Record extracts:
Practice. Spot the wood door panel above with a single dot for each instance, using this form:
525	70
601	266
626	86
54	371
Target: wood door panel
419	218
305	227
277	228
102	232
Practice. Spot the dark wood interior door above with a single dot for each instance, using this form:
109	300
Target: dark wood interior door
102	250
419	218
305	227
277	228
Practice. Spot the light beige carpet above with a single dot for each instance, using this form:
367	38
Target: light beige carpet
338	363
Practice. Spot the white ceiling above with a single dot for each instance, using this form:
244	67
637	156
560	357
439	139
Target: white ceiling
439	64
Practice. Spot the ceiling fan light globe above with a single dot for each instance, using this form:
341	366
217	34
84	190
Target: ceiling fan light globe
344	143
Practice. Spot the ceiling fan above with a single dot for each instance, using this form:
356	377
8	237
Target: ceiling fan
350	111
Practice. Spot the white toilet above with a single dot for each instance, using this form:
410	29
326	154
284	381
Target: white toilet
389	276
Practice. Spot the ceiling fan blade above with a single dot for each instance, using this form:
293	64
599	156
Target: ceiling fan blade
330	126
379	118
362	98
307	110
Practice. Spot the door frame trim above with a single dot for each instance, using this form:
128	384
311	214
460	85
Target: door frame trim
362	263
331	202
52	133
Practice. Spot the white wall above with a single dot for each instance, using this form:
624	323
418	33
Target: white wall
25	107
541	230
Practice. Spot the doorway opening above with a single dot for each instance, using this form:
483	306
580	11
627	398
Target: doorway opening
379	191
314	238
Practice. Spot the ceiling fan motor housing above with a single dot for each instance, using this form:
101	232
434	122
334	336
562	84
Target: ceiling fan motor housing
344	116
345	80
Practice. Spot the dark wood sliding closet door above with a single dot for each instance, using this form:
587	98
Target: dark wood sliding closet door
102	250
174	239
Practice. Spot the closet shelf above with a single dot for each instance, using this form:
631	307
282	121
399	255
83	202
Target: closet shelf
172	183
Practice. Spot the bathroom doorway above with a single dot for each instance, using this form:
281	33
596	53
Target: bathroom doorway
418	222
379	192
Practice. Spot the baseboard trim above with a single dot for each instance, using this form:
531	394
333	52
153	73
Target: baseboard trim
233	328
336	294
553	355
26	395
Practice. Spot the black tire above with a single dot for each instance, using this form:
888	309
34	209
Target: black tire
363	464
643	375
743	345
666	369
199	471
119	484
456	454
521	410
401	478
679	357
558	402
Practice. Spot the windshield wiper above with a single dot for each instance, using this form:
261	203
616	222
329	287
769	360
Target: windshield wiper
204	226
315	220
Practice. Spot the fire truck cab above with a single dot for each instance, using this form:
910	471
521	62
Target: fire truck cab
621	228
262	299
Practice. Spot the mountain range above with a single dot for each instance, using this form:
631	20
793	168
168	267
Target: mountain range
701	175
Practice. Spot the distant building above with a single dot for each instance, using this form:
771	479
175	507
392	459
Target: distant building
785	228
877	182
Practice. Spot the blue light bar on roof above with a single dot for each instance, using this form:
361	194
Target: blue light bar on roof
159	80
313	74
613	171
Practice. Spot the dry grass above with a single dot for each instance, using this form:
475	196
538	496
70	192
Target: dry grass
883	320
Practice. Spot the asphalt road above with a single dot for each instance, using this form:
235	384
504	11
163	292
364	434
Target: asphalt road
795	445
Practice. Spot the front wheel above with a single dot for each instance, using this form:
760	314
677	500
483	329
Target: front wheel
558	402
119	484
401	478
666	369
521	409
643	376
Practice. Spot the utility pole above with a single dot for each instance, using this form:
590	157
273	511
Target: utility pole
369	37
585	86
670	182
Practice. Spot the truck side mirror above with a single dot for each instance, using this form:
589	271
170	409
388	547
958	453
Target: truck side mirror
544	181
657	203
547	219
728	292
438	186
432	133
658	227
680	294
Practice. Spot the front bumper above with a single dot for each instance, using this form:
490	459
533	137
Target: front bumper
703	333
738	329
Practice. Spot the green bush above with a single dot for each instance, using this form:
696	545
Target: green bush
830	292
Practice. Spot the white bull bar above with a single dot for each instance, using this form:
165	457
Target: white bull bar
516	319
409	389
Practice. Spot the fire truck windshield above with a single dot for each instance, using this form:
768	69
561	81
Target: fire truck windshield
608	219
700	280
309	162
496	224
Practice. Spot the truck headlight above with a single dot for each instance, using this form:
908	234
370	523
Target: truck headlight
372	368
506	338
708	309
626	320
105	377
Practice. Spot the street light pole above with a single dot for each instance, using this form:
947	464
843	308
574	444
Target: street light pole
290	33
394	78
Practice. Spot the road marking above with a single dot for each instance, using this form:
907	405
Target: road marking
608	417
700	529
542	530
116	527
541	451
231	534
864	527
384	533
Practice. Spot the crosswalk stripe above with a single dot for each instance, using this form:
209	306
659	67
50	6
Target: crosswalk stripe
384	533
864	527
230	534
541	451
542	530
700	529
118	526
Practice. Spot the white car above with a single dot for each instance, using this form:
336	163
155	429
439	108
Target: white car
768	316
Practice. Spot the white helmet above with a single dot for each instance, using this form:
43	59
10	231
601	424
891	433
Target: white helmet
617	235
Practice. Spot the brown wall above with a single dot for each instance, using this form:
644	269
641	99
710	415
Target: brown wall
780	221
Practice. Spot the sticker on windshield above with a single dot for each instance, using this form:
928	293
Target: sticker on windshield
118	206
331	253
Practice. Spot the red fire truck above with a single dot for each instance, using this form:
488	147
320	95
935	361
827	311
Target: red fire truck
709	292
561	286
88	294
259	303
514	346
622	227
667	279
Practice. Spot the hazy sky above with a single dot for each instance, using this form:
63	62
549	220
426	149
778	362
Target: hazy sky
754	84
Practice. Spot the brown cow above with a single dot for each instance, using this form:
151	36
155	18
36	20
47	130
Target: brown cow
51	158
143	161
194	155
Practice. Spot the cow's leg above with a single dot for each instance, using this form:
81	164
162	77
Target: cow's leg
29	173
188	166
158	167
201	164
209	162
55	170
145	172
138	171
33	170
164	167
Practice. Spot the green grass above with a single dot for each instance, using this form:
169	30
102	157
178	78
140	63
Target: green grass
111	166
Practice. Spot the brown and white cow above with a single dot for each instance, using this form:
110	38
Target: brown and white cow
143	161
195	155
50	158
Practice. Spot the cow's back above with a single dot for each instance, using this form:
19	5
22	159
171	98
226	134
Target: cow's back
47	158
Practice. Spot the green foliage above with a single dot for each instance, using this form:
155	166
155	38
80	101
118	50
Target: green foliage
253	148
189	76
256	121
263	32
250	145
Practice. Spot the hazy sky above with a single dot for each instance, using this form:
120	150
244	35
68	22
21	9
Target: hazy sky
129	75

Goal of the exercise: Your response must consist of every line above, reproduced exactly.

Reply to the task:
Practice. Spot the wood door panel above with a single dot for each instance, using this form:
525	70
601	266
626	86
54	371
Target: wood door panel
419	218
305	227
277	228
102	232
Practice. Spot the dark wood interior door above with a single dot for each instance, using this form:
109	300
Target: dark wood interior door
102	250
419	218
305	227
277	228
Practice. Spot the light beige carpet above with a single dot for each instance, using this form:
367	38
Target: light beige carpet
338	363
Practice. Spot the white ceiling above with a single dot for each instance, using this form:
244	67
637	156
560	357
439	139
Target: white ceiling
439	64
Practice. Spot the ceiling fan light globe above with a single dot for each instance, using this form:
341	366
217	34
84	190
Target: ceiling fan light globe
344	143
Practice. Spot the ceiling fan above with a single dot for each instance, using this form:
356	377
8	237
Target: ceiling fan
350	111
Practice. Spot the white toilet above with a single dot for each instance, using this form:
410	29
326	154
284	381
Target: white toilet
389	276
Practice. Spot the ceiling fan blade above with a single dot for each instance, using this form:
293	64
599	156
Target: ceiling fan blade
330	126
379	118
362	98
307	110
Practice. Spot the door frame trim above with a single dot for each instance, using this form:
128	384
311	214
460	85
Target: door frame trim
362	263
331	202
52	133
Practice. Spot the white wall above with a single dot for each instance, using this form:
624	323
418	33
Target: white wall
25	107
541	230
Practice. Spot the doorway opening above with a single dot for each instance, using this form:
483	306
580	11
627	398
Target: doorway opening
379	191
314	238
Practice. Spot the ceiling fan motor housing above with a single dot for each instance, using this form:
101	232
434	122
334	336
562	84
Target: ceiling fan motor housing
344	116
345	80
Practice. Spot the dark wood sliding closet door above with a single dot for each instance, using this form:
587	98
Target: dark wood sliding closet door
102	250
174	239
Practice. Spot the closet shelf above with a single dot for each instance, using this form:
631	307
282	121
399	255
83	202
Target: closet shelf
172	183
Practice. Spot the bathroom doorway above with a single dot for each instance, using this form:
281	33
596	53
Target: bathroom doorway
418	222
379	192
Practice. Spot the baseboard trim above with a single dot for each instance, using this form:
531	394
333	52
153	73
Target: baseboard trim
233	328
336	294
553	355
26	395
Practice. Spot the black tire above with a single dot for each instance, using this form:
888	309
34	209
Target: black tire
363	464
643	375
743	345
666	369
199	471
119	484
456	454
521	410
401	478
679	357
558	402
Practice. Spot the windshield wiper above with a single dot for each instance, using this form:
261	203
616	222
329	287
769	360
Target: windshield wiper
204	226
315	220
Practice. Spot the fire truck cab above with a single dot for each instance, using this form:
910	471
521	62
Target: fire truck cab
621	228
262	299
Practice. Spot the mountain range above with a single dot for each instance, using this form:
631	20
793	168
168	267
Target: mountain range
701	175
Practice. Spot the distant building above with a single dot for each instance, using this form:
771	479
175	507
392	459
Target: distant building
785	228
877	182
Practice. Spot the blue light bar on roof above with a single dot for each instance, using this form:
361	194
Target: blue light bar on roof
159	80
313	74
613	171
Practice. Spot the dry grass above with a single dot for each instance, using this form:
475	196
538	496
70	192
Target: dry grass
883	320
Practice. Spot the asphalt road above with a single dot for each instance, using this form:
235	384
504	11
163	292
364	434
Target: asphalt road
795	445
Practice. Spot the front wheel above with a single dot for each instance, using this form:
760	314
677	500
483	329
Target: front wheel
558	402
119	484
401	478
666	369
521	409
643	376
Practice. Spot the utility pole above with a single dot for each instance, using this form:
590	157
273	511
Target: utility pole
369	37
585	86
670	182
Practice. Spot the truck side mirror above with a single dot for each instance, using this form:
589	271
170	409
388	547
958	453
Target: truck side mirror
544	181
657	203
547	219
728	292
438	186
432	133
658	227
680	294
Practice. Spot the front bumper above with a single dot for each instance, using this form:
490	459
533	137
Target: front bumper
703	333
738	329
Practice. Spot the green bush above with a single dot for each instance, using this form:
696	545
Target: green bush
830	292
Practice. Spot the white bull bar above with a single dot for each instance, using this form:
165	457
Target: white bull bar
516	319
409	389
Practice. Spot the fire truck windshield above with a single dot for each instance, using this form:
768	69
561	81
Target: fire truck windshield
608	219
700	280
309	162
496	224
Practice. Spot the truck headlight above with a single dot for each instance, using this form:
908	234
370	523
Target: truck headlight
372	368
506	338
708	309
626	320
105	377
Practice. Spot the street light pole above with a single dot for each instance, using this form:
947	464
843	308
574	444
Target: street light pole
290	33
394	78
Practice. Spot the road marking above with a single dot for each instance, using this form:
907	405
Target: road marking
608	417
700	529
542	530
116	527
541	451
231	534
864	527
384	533
Practice. Spot the crosswalk stripe above with a single dot for each instance, using this form:
209	306
659	67
50	6
Target: crosswalk stripe
384	533
864	527
230	534
541	451
542	530
700	529
118	526
Practice. Spot the white car above with a single dot for each instance, using this form:
336	163
155	429
439	108
Target: white car
768	316
Practice. Spot the white helmet above with a single dot for each instance, using this form:
43	59
10	231
601	424
891	433
Target: white helmet
617	235
Practice. Spot the brown wall above with a single dot for each instance, using this form:
644	269
641	99
710	415
Target: brown wall
780	221
Practice. Spot the sticker on windshield above with a single dot for each instance, using this form:
928	293
Target: sticker on windshield
118	206
331	253
Practice. Spot the red fire truck above with a single dot for each instance, using this form:
488	147
320	95
935	361
827	311
Target: red fire truck
709	292
561	286
88	294
259	303
514	346
622	227
667	279
Practice. Spot the hazy sky above with a single dot for each instance, using this form:
63	62
549	220
426	149
778	362
Target: hazy sky
754	84
Practice. Spot the brown cow above with a single dot for each instance, using this form:
151	36
155	18
36	20
47	130
Target: brown cow
51	158
143	161
194	155
Practice. Spot the cow's leg above with a single dot for each instance, using this form:
81	164
162	77
Target: cow's leg
29	173
188	166
158	167
201	164
209	162
55	170
145	172
138	171
33	170
164	167
Practice. Spot the green grass above with a single dot for each instance, using this form:
169	30
102	157
178	78
140	63
Target: green grass
111	166
Practice. Spot the brown and white cow above with a single dot for each instance, using this form:
110	38
Target: brown and white cow
143	161
195	155
50	158
Practice. Spot the cow's back above with a single dot for each instance, using this form:
19	5
22	159
171	98
226	134
Target: cow's back
47	158
Practice. Spot the green foliage above with a single dot for each instance, using this form:
155	166
155	38
80	101
118	50
Target: green foliage
253	148
189	76
256	121
263	32
250	145
Practice. Spot the hazy sky above with a single dot for each instance, using this form:
120	150
244	35
68	22
21	9
Target: hazy sky
129	75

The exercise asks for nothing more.